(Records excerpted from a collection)
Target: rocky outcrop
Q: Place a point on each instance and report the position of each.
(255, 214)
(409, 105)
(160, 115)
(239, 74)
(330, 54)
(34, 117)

> **WHAT YOU WILL DO**: Could you output the records in full, exactly as written?

> **RESPONSE AREA**:
Target: rocky outcrop
Q: Place a point on each instance and report the position of each.
(255, 214)
(409, 105)
(160, 115)
(239, 74)
(330, 54)
(34, 117)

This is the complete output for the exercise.